» Exercise task 1: Which two hierarchies does the Lax matrix excerpt name as traditional examples?
» Exercise task 2: Carry the Lax matrix excerpt on from its last displayed equation.

:: Document segment

In the present infinite-dimensional context, we observe that the generating series (3.14) is sufficient to produce the infinite number of Lax matrices \(V^a_n(\lambda )\) associated with the infinite number of times \(t^a_n\) in the hierarchy that one expects from the traditional examples of the AKNS or the sine-Gordon hierarchies (see below). It is not clear to us what an appropriate analog of taking higher powers of \(L(\lambda )\) is in terms of \(\varvec{Q}(\varvec{\lambda })\) and whether the resulting Lax matrices and commuting flows would be independent of those obtained already.

Remark 3.7

It is instructive to compare the generating series (3.14) for the hierarchy of Lax matrices \(V^a_n(\lambda )\) with formulas for similar generating series of Lax matrices obtained in the more traditional approach to integrable field theories which involves the monodromy matrix associated to a given auxiliary equation \(\partial _x\Psi =U\Psi \). For example, in [FT, pp. 203–204], it is shown that the object

$$\begin{aligned} V(x,\lambda ,\mu )=\frac{1}{2(\lambda -\mu )}(\varvec{1}+W(x,\mu ))(-i\sigma _3)(\varvec{1}+W(x,\mu ))^{-1} \end{aligned}$$
(3.18)

::::
:: Excerpted data

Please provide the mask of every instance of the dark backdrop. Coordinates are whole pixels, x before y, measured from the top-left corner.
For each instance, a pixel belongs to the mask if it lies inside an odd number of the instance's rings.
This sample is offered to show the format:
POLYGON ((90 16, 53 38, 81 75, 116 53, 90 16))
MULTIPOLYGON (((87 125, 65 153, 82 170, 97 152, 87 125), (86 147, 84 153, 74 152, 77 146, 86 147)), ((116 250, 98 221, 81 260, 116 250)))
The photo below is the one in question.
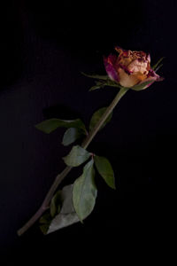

::::

» Task result 1: The AKNS and sine-Gordon hierarchies.

» Task result 2:
“is the generating series of the Lax matrices \(V_n(x,\lambda )\) appearing in the zero curvature equation representation of the higher NS equations”. The expansion is to be understood as

$$\begin{aligned} V(x,\lambda ,\mu )=\sum _{n=1}^{\infty }V_n(x,\lambda )\mu ^{-n}. \end{aligned}$$
(3.19)

The point is that (3.18) can be rewritten as

$$\begin{aligned} V(x,\lambda ,\mu )=-\frac{1}{2}{{\,\textrm{Tr}\,}}_2\left( \iota _{\mu _\infty }r_{12(\lambda ,\mu )} (\varvec{1}+W(x,\mu ))_2(-i\sigma _3)_2(\varvec{1}+W(x,\mu ))_2^{-1}\right) .\nonumber \\ \end{aligned}$$
(3.20)

We note the explicit dependence of the preferred variable x, indicative of the fact that this object has been built from a particular, preferred time x associated to the Lax matrix denoted \(U(x,\lambda )\), which is nothing but \(V_1(x,\lambda )\), as it should be. Other than this dependence, formula (3.18) has exactly the same structure as our formula (3.14) when specialised to the AKNS hierarchy, see Sect. 4. Indeed, in that case the only pole to consider is at infinity and the function \(F(\lambda )\) is taken to be \(-i\sigma _3\). Hence the only non zero element in the tuple (3.14) is

$$\begin{aligned} V^\infty (\lambda ; \mu _\infty ) = {{\,\textrm{Tr}\,}}_2 \big ( \iota _{ \mu _\infty } r_{12}(\lambda ,\mu ) \phi ^\infty _2( \mu _\infty )(-i\sigma _3)_2\phi ^\infty _2( \mu _\infty )^{-1} \big ). \end{aligned}$$
(3.21)

To complete the comparison, note that the term \((\varvec{1}+W(x,\mu ))\) in (3.20) comes from writing the monodromy matrix \(T(x,y,\lambda )\) on the finite interval [yx], associated to \(U(x,\lambda )\), as

$$\begin{aligned} T(x,y,\mu )=(\varvec{1}+W(x,\mu ))e^{Z(x,y,\mu )}(\varvec{1}+W(y,\mu ))^{-1} \end{aligned}$$
(3.22)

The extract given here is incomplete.